Written task => In the brain-imaging notebook text below, reproduce the passage starting at "1\. Define the" and ending at "of the PPA.".

━━━ Document text ━━━

1\. Define the contrast indices for the PPA, and then calculate the contrast using those indices.

In [None]:
contrast_idxs_PPA = (3,2)
contrast_PPA = weights[:, contrast_idxs_PPA[0]] - weights[:, contrast_idxs_PPA[1]]

2\. Plot the flatmap showing the location of the PPA.

In [None]:
volume_contrast_PPA = cortex.Volume(contrast_PPA, 's01', 'catloc', vmin=0, cmap='Reds')
_ = cortex.quickshow(volume_contrast_PPA)

# Hypothesis Testing

Using linear regression we've seen how to estimate slopes that indicate the strength of the linear relationship between our independent variables (x) and our dependent variable (y). When this slope was positive in the above models, that meant that the BOLD signal increases everytime there is a stimulus of the given kind (e.g. faces) shown. We know there is a lot of noise in our data however, and so we need to know more than just whether the slope is positive, we need to account for the level of noise in the estimate of the slope. In other words, we want to know whether the slope is **significantly** greater than 0 (positive). **Hypothesis testing** is used a statistical technique that is used to determine **significance**.

━━━ Items ━━━

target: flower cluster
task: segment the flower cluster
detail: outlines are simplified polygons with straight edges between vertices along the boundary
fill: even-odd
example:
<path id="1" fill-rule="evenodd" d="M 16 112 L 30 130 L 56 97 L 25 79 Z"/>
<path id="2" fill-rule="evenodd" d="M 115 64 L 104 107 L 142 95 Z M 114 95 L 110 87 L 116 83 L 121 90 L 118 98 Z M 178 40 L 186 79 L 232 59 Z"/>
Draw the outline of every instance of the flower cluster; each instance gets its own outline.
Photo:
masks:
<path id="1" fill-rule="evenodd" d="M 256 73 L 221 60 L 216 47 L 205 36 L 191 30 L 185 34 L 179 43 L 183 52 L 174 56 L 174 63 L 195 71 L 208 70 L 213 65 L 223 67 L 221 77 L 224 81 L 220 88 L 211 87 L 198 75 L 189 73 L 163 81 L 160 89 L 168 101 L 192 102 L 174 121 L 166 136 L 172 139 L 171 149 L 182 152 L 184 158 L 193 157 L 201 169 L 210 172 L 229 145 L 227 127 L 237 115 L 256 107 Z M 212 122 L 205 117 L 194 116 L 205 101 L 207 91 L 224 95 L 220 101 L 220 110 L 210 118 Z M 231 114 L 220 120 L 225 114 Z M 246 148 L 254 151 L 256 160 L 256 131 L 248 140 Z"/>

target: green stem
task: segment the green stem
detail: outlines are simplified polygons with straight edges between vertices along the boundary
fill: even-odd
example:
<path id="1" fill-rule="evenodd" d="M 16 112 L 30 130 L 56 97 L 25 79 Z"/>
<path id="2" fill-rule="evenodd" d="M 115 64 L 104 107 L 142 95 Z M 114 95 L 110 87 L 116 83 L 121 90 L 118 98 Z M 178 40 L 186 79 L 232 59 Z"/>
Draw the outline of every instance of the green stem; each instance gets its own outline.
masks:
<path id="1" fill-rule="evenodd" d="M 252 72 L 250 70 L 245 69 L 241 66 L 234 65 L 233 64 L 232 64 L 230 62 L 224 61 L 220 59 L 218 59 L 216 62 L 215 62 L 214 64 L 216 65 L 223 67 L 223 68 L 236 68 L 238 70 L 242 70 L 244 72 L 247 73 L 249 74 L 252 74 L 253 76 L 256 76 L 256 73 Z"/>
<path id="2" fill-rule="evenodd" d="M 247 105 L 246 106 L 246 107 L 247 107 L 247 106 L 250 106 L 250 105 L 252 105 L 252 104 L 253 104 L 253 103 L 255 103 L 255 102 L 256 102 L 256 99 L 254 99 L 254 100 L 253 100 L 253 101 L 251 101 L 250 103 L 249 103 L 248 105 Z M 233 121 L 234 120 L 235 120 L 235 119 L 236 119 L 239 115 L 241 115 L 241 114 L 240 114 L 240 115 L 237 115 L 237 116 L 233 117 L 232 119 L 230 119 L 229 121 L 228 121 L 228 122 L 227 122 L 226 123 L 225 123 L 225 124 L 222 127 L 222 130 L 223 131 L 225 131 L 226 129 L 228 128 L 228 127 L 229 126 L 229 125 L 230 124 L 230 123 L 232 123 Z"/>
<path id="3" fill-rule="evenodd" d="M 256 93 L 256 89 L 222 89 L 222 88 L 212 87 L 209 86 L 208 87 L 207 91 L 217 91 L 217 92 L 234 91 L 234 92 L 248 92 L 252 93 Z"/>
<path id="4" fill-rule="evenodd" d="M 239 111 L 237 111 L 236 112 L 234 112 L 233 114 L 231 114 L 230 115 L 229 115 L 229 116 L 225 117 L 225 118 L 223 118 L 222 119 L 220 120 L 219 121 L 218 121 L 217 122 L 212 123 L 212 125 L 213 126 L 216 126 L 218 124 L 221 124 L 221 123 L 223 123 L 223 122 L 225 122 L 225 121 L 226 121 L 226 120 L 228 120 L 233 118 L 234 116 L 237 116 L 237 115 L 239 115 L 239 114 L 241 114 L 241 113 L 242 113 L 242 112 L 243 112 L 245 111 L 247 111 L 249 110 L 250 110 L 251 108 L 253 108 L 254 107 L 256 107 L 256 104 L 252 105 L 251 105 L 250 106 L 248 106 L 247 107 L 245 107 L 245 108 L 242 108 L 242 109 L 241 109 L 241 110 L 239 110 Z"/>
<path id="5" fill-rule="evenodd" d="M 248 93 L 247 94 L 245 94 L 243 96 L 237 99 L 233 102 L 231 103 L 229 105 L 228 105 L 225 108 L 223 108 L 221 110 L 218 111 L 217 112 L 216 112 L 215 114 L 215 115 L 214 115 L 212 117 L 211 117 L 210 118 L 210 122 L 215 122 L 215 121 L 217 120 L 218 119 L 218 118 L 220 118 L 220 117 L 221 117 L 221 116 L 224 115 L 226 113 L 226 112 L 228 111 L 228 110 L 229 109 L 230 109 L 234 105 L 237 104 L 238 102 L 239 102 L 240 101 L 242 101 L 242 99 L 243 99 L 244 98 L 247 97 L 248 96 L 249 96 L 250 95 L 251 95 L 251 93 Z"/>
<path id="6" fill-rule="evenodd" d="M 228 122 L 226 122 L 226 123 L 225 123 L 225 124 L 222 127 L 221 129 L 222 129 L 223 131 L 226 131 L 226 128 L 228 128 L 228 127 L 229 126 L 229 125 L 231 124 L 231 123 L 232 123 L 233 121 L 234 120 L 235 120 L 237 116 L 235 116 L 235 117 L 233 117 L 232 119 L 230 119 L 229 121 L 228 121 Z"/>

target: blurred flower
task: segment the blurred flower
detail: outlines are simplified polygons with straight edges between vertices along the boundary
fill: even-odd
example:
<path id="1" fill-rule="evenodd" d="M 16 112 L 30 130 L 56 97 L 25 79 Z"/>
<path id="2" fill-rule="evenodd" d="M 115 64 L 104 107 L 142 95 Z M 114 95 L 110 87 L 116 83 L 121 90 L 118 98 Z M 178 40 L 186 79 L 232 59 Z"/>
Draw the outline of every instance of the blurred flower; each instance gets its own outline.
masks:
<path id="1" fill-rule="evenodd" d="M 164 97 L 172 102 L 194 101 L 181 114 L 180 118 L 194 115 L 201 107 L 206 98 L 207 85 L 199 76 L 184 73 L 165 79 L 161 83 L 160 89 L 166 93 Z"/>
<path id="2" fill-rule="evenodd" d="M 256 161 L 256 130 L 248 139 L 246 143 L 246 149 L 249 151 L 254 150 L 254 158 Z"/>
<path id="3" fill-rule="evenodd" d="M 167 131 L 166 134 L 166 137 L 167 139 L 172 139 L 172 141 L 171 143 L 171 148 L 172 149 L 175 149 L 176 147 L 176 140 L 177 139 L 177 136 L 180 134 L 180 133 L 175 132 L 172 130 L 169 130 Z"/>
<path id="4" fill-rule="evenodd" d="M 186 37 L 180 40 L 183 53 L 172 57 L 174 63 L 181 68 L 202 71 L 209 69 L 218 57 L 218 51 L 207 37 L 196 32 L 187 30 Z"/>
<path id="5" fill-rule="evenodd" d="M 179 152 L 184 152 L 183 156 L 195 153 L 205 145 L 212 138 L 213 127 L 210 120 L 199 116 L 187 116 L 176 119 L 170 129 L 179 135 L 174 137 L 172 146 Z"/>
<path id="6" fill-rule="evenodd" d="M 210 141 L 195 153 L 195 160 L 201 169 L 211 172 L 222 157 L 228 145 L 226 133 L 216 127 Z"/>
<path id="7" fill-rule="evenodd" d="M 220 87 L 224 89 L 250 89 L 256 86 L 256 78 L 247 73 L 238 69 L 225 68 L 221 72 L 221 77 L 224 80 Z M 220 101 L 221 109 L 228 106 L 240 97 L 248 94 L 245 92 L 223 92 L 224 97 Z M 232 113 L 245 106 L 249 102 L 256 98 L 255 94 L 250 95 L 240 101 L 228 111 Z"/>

━━━

Expected answer =>
1\. Define the contrast indices for the PPA, and then calculate the contrast using those indices.

In [None]:
contrast_idxs_PPA = (3,2)
contrast_PPA = weights[:, contrast_idxs_PPA[0]] - weights[:, contrast_idxs_PPA[1]]

2\. Plot the flatmap showing the location of the PPA.